[Task requirements]
Everything from the first line of the material below through the line containing "Locate the smile" must be retyped exactly, and nothing past it.

[Material shown]
● ● ● ● ●
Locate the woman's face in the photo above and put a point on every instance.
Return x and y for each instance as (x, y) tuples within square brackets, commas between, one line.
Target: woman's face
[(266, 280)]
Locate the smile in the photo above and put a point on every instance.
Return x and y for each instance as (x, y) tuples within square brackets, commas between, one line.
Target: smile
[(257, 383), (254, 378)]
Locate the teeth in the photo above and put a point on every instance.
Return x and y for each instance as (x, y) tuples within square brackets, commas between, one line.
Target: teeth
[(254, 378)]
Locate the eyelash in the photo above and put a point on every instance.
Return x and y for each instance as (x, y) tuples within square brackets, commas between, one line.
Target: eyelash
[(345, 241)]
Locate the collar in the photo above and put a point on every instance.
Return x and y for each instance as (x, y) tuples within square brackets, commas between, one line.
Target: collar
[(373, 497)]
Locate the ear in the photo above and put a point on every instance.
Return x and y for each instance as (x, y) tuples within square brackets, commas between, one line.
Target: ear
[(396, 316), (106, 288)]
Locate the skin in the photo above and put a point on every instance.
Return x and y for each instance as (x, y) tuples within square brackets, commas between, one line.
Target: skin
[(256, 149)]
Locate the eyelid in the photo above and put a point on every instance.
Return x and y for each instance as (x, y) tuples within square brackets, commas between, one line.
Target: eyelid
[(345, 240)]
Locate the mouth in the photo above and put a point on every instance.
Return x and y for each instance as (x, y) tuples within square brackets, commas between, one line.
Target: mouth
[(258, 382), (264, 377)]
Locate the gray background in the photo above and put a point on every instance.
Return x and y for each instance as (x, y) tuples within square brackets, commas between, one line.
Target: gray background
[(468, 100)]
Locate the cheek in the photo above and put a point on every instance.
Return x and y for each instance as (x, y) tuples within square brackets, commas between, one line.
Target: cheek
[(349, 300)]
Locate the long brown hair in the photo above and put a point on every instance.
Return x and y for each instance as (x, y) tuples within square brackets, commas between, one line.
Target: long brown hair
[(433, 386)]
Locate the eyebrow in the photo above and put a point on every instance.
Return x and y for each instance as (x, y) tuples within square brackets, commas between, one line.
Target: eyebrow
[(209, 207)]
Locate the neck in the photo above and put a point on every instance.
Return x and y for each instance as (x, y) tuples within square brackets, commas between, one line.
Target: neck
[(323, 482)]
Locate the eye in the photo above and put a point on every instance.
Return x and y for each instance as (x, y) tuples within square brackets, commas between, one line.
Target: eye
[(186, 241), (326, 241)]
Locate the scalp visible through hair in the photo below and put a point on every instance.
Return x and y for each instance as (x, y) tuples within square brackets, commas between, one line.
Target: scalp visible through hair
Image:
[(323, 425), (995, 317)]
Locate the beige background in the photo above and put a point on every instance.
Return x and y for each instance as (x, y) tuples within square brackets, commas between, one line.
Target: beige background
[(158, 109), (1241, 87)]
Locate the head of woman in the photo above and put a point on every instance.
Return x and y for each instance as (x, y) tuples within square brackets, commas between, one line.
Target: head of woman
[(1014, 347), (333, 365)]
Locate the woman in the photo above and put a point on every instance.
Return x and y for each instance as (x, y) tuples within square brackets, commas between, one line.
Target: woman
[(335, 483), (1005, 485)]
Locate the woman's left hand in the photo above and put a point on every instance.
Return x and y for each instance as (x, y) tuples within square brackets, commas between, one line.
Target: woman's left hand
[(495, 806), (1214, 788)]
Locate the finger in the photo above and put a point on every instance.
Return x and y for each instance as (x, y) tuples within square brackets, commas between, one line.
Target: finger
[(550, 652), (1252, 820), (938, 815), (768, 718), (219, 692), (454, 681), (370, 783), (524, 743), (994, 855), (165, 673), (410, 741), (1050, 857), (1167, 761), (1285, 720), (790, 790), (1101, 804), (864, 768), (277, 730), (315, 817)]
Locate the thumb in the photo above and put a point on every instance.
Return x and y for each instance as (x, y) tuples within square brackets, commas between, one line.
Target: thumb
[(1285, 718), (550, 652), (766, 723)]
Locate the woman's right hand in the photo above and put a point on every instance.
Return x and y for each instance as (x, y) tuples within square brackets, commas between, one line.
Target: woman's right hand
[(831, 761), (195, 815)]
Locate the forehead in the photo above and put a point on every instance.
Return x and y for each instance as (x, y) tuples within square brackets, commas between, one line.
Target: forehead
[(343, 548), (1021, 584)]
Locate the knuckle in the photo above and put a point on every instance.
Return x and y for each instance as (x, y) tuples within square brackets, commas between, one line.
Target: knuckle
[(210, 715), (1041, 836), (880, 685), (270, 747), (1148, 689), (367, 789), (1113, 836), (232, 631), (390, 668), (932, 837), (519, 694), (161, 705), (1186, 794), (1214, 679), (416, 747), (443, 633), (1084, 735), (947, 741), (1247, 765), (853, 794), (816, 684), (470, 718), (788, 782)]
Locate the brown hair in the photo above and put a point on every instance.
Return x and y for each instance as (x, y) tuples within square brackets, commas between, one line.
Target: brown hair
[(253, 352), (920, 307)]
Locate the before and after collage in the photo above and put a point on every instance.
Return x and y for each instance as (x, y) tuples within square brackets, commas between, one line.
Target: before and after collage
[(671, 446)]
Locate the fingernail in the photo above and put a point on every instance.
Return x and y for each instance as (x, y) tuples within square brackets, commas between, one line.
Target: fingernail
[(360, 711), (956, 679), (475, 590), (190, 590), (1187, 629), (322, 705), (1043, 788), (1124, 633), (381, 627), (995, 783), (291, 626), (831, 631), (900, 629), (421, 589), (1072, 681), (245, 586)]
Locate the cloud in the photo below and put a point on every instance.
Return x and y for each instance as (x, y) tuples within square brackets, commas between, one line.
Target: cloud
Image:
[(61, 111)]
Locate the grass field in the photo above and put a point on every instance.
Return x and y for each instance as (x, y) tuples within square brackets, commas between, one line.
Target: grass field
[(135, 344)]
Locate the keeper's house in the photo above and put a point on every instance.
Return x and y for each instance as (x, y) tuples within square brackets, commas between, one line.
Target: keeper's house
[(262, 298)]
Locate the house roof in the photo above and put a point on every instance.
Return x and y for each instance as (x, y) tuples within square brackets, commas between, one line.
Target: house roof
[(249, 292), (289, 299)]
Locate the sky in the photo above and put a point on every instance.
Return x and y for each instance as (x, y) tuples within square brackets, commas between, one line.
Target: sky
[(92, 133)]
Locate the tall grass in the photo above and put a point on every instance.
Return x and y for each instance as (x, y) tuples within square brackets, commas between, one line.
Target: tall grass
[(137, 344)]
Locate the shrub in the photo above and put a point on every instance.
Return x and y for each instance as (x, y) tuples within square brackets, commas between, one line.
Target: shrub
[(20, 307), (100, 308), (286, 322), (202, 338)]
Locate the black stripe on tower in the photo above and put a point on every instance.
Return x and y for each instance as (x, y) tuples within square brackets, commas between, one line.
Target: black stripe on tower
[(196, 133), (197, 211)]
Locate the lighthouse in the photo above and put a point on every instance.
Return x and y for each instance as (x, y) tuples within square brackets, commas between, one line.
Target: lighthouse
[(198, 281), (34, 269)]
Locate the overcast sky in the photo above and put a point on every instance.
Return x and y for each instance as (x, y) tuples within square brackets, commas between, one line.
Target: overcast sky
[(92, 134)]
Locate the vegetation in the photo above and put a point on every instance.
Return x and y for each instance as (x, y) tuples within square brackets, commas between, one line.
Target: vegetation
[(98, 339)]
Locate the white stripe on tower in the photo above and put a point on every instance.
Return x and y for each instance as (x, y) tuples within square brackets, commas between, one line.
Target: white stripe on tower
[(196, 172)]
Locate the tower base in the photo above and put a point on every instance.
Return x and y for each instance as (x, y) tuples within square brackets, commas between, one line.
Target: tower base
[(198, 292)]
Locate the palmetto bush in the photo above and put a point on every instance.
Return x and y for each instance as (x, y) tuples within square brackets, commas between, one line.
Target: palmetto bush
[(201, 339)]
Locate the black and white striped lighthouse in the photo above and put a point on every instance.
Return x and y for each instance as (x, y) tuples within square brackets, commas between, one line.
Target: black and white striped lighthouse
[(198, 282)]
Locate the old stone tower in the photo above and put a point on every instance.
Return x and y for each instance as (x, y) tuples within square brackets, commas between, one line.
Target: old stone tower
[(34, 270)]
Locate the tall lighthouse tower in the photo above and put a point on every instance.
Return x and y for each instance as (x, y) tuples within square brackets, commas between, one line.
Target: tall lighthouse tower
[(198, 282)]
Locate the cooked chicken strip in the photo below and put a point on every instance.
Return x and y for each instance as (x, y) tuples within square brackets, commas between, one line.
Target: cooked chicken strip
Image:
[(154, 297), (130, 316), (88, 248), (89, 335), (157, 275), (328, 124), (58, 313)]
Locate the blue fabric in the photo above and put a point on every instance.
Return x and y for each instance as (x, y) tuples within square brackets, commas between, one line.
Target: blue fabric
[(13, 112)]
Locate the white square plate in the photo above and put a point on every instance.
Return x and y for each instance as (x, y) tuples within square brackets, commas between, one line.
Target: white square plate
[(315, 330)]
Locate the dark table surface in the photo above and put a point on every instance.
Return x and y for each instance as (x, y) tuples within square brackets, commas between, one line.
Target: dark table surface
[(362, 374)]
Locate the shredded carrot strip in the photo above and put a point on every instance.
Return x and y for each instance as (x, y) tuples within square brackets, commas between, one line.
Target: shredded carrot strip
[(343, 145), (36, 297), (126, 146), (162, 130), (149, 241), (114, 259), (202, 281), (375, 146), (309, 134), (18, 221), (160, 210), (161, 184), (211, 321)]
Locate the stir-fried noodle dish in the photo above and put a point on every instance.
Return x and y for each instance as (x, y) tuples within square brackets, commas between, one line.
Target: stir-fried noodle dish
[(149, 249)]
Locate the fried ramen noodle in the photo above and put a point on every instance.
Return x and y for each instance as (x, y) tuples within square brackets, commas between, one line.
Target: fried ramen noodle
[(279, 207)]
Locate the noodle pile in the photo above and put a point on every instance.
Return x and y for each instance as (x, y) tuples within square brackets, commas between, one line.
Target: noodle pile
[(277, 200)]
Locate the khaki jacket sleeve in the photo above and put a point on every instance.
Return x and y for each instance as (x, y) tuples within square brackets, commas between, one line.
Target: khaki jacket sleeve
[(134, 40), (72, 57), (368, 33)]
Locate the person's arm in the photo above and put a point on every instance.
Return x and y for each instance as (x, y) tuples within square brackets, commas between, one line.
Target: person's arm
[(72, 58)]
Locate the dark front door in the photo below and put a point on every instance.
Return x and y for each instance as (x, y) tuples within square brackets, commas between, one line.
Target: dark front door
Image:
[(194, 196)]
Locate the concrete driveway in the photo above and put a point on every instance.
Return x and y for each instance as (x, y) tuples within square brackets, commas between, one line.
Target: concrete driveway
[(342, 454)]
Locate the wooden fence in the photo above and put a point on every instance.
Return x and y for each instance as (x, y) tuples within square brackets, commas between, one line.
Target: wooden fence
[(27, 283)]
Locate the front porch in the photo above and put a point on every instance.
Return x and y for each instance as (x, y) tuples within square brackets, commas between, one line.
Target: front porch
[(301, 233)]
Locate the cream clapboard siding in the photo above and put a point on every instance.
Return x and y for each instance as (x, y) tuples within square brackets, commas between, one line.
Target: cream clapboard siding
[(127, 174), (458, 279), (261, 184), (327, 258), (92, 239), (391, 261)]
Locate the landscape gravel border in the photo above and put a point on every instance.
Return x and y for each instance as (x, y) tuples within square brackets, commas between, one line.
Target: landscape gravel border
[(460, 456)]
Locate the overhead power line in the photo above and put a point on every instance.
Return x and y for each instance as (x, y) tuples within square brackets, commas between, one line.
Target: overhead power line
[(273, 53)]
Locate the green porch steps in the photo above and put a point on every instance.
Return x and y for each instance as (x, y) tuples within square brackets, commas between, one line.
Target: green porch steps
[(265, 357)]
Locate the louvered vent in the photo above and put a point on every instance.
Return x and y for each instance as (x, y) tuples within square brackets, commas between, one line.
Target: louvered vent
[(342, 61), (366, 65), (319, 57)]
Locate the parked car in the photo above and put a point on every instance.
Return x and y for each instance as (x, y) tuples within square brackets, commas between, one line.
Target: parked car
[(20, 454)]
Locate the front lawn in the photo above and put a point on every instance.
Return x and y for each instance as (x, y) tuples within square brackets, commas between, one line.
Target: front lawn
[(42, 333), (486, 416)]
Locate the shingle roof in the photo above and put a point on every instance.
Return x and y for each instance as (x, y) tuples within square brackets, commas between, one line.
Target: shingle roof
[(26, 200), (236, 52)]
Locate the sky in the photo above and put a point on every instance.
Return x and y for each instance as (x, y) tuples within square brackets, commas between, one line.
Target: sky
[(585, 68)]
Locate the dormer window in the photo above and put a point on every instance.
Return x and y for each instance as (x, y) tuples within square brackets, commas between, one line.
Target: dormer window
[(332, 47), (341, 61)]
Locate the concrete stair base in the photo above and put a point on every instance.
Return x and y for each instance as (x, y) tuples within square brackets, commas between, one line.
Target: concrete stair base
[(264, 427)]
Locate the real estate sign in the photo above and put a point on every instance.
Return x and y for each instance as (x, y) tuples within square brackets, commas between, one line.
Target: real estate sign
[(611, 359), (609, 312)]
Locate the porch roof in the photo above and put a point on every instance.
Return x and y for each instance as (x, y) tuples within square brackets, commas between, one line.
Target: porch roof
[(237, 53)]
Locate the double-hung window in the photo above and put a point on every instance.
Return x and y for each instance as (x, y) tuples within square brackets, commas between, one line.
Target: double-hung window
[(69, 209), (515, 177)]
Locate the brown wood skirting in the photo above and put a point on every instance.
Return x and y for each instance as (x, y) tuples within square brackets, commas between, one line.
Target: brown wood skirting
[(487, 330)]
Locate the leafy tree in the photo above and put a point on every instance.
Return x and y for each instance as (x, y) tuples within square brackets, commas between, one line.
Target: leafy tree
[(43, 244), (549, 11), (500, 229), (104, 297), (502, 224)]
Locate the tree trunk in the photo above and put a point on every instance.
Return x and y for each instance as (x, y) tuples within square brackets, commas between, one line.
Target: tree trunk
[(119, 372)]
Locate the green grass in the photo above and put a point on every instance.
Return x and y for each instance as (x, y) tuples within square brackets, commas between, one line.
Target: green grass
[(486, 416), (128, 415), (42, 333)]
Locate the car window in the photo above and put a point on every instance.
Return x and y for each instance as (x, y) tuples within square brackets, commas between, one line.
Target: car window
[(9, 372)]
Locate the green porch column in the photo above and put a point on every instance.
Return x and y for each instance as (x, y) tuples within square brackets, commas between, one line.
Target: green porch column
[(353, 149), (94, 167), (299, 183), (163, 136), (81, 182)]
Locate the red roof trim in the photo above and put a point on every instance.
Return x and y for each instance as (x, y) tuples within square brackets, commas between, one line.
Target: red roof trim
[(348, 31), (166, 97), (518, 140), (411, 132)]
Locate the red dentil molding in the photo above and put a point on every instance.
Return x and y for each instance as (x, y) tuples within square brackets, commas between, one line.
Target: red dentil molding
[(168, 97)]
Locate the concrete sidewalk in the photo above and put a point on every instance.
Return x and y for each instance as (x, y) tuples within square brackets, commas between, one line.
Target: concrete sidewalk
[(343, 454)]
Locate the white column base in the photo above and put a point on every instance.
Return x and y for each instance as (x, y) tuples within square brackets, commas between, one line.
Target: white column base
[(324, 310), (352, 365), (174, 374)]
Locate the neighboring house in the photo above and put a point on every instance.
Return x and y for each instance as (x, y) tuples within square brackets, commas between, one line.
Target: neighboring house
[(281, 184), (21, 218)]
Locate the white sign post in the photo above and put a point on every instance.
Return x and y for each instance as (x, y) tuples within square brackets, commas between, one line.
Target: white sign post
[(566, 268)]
● ● ● ● ●
[Your response]
Locate the woman's face in the photo above and put a point on every instance.
Return x and y for each instance as (x, y) tuples within square brackets, commas between, one line.
Target: woman's face
[(266, 280)]
Locate the smile in the photo above and put a point on every instance.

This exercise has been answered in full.